Please copy each line of the records below that holds the word "ball".

Provided entries:
===
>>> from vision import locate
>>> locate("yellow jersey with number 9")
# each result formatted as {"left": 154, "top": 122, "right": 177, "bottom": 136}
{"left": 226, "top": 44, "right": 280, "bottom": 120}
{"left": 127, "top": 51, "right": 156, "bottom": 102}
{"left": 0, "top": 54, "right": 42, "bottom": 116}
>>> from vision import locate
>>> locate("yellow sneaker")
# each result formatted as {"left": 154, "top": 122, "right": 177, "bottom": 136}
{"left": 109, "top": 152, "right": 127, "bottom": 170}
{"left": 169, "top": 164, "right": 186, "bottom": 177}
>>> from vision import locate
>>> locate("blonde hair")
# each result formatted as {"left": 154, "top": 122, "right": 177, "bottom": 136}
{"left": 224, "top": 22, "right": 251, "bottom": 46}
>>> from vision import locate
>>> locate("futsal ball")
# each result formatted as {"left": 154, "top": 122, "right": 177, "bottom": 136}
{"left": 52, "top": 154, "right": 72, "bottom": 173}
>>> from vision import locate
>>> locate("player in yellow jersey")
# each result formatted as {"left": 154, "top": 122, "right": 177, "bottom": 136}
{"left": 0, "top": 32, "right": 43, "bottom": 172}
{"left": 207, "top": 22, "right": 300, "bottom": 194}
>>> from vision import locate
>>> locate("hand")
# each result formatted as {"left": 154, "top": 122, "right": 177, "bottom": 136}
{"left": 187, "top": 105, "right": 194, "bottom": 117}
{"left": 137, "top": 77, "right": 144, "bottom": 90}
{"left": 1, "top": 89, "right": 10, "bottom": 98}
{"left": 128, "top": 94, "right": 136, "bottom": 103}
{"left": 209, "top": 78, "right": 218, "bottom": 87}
===
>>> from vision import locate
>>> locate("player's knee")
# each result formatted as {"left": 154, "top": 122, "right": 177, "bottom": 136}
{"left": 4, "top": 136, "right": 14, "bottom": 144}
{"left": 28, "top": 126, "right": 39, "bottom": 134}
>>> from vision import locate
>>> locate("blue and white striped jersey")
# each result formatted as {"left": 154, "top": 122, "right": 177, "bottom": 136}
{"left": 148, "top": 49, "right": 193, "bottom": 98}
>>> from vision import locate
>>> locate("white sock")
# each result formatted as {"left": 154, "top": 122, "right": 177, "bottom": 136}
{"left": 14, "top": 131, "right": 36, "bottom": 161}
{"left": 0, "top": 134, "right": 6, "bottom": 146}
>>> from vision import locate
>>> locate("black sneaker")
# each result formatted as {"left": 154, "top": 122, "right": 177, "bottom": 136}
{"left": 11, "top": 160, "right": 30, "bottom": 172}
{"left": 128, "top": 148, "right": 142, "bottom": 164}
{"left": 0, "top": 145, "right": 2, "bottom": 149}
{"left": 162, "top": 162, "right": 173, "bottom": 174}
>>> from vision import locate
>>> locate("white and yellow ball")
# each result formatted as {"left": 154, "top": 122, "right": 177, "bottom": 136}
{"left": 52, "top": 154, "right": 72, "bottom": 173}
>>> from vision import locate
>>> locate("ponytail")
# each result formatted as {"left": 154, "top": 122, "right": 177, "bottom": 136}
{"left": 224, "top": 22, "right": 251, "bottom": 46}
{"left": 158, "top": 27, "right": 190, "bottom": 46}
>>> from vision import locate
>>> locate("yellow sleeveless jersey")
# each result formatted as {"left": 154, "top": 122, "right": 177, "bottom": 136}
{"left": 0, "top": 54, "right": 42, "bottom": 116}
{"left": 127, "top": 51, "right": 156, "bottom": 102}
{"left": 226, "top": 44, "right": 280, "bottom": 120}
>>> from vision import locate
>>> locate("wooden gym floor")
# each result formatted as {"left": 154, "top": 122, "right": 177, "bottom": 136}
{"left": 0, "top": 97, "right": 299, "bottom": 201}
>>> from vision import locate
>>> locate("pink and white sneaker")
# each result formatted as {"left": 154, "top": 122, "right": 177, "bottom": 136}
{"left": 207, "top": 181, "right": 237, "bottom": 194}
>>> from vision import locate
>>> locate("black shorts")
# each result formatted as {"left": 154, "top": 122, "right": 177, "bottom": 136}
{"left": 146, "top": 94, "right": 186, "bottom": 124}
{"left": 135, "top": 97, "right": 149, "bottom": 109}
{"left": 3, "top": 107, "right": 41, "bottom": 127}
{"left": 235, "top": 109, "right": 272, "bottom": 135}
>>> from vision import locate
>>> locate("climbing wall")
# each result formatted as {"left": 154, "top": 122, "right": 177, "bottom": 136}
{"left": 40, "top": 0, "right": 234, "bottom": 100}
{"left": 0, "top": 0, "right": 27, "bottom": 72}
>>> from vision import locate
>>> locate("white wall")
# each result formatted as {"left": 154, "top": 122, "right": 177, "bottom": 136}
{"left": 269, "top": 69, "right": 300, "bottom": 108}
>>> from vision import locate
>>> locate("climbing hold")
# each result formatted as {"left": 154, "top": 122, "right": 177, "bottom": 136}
===
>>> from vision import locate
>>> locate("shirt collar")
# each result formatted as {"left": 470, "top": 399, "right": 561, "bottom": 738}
===
Output for this exercise:
>>> locate("futsal ball")
>>> locate("white and yellow ball")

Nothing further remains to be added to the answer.